DOCUMENT EXTRACT
===

Superb Children’s Programs: Would you expect anything less from Disney? In both the size of facilities and the range of activities, it’s impossible to beat this line.

Disney-Quality Entertainment: The line’s family-oriented musicals are some of the best onboard entertainment today.

Family-Style Cabins: It’s rare in the cruise business to find so many large, cabins that can sleep three, four, or even five people, and have split bathrooms with bath tubs so you can get kids ready for bed even faster.


O Limited Adult Entertainment: Forget about a night out gambling this is one of just a few ships at sea without a casino. There’s an adult-only night entertainment area on board, but it’s often quiet. Packed Pools: Though there are multiple pools on each ship, they’re packed like sardine cans on sunny days, especially the kids’ pools.

Expensive: Compared to other big ship lines such as Carnival and Norwegian, Disney is pricey, running at least a few hundred dollars more.


Though a number of big lines including Royal Caribbean, Carnival, and Norwegian Cruise Line have long offered entertaining programs for children, it was Disney that first set out expressly to create a family vacation that would be as relaxing for parents as for their offspring. If you love Disney’s resorts on land, you’ll love the company’s ships.


Both classic and ultra-modern, the line’s ships are like no others in the industry, designed to evoke the grand transatlantic liners of old but also boasting truly innovative features, such as extra-large cabins for families and a trio of restaurants through which passengers rotate along with their waiters. Disney is known for entertainment, of course, and its ships don’t disappoint, with inspired stage shows. The vessels also have separate adult pools and lounges and the biggest kids’ facilities at sea. In many ways, the experience is more Disney than it is cruise (for instance, there’s no casino); on the other hand, the ships are surprisingly elegant, but with little Disney touches everywhere, including subliminal mouse ears in many patterns.

===

RECORDED INFORMATION
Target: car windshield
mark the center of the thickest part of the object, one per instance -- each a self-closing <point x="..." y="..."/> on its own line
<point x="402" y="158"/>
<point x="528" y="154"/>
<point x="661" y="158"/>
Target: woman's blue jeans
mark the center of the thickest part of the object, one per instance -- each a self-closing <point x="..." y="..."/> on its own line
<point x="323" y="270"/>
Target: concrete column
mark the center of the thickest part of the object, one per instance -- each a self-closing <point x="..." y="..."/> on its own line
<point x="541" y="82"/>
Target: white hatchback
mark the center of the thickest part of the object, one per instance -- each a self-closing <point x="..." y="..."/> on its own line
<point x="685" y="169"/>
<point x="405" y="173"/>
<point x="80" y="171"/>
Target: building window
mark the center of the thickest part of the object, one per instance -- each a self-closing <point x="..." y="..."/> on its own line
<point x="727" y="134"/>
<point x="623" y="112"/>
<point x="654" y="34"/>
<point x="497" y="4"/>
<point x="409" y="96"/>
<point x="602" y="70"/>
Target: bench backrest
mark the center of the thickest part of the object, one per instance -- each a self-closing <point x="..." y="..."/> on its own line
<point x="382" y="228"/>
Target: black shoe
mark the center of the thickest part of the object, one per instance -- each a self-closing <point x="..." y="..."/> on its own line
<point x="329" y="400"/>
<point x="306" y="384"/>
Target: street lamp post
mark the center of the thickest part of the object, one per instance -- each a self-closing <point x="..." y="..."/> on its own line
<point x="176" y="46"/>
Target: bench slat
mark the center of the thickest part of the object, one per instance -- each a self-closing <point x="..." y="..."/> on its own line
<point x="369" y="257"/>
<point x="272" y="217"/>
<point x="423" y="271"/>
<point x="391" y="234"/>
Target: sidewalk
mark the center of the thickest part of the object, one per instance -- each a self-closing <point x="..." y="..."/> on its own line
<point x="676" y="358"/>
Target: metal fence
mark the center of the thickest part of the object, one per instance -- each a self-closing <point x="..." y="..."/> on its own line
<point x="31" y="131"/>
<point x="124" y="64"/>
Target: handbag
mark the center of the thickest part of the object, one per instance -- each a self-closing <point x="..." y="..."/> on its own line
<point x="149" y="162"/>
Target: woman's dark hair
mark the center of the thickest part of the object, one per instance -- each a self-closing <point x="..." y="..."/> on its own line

===

PROMPT 1
Answer these questions using the Disney cruise review:
(a) Which two cruise lines are named as cheaper than Disney?
(b) What kind of bathrooms do the family-style cabins have?
(c) What do passengers rotate through along with their waiters?
PROMPT 2
Duplicate the part of the Disney cruise review from "O Limited Adult" up to and including "hundred dollars more.".
None of the rows are needed here.

WRITTEN RESPONSE 1
(a) Carnival and Norwegian
(b) Split bathrooms with bath tubs
(c) A trio of restaurants

WRITTEN RESPONSE 2
O Limited Adult Entertainment: Forget about a night out gambling this is one of just a few ships at sea without a casino. There’s an adult-only night entertainment area on board, but it’s often quiet. Packed Pools: Though there are multiple pools on each ship, they’re packed like sardine cans on sunny days, especially the kids’ pools.

Expensive: Compared to other big ship lines such as Carnival and Norwegian, Disney is pricey, running at least a few hundred dollars more.